*Try it:* Beginning with the line that has "Get paved cart", please write out the remaining lines of the material exactly, the last one included.
─── Supplied records ───
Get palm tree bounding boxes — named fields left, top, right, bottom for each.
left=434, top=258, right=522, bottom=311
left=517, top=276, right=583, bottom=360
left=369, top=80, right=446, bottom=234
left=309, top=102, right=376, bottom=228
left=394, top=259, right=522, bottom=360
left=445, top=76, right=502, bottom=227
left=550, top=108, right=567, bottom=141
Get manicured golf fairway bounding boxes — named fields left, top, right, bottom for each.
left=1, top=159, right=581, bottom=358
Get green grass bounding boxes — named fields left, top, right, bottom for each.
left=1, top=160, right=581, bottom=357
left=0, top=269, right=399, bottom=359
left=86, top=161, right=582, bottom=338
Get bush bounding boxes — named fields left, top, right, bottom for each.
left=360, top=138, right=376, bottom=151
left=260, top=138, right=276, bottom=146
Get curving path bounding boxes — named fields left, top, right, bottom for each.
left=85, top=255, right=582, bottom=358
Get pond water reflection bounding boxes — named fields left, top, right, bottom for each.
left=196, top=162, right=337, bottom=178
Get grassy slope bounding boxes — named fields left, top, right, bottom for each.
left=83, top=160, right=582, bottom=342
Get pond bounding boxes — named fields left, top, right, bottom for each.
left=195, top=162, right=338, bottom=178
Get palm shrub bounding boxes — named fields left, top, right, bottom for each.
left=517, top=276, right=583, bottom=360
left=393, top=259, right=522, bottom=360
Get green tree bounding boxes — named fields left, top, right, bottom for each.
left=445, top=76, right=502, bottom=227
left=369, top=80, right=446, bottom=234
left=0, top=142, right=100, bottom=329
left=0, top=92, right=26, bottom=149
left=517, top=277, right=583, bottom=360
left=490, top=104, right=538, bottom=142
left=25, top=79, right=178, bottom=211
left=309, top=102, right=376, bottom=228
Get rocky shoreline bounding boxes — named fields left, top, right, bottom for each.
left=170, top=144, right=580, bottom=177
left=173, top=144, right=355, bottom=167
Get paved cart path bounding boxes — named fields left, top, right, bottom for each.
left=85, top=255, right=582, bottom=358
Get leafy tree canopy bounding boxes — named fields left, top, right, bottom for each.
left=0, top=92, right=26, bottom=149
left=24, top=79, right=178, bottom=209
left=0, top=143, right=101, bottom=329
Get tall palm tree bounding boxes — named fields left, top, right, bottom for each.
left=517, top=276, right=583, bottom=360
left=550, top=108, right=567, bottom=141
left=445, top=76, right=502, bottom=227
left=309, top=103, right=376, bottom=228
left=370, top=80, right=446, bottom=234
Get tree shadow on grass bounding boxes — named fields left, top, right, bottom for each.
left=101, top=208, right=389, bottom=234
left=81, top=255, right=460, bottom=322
───
*Completed task:*
Get paved cart path bounding boxes — named fields left, top, right, bottom for each.
left=85, top=255, right=582, bottom=358
Get leafy tree canopy bounding boxes — named fields left, top, right, bottom for each.
left=0, top=92, right=26, bottom=149
left=24, top=79, right=178, bottom=209
left=0, top=143, right=101, bottom=329
Get tall palm tree bounding boxes — named fields left, top, right, bottom for each.
left=517, top=276, right=583, bottom=360
left=550, top=108, right=567, bottom=141
left=445, top=76, right=502, bottom=227
left=309, top=103, right=376, bottom=228
left=370, top=80, right=446, bottom=234
Get tree shadow on grass bounding boxes — named fields left, top, right, bottom for each.
left=101, top=208, right=389, bottom=234
left=81, top=255, right=460, bottom=322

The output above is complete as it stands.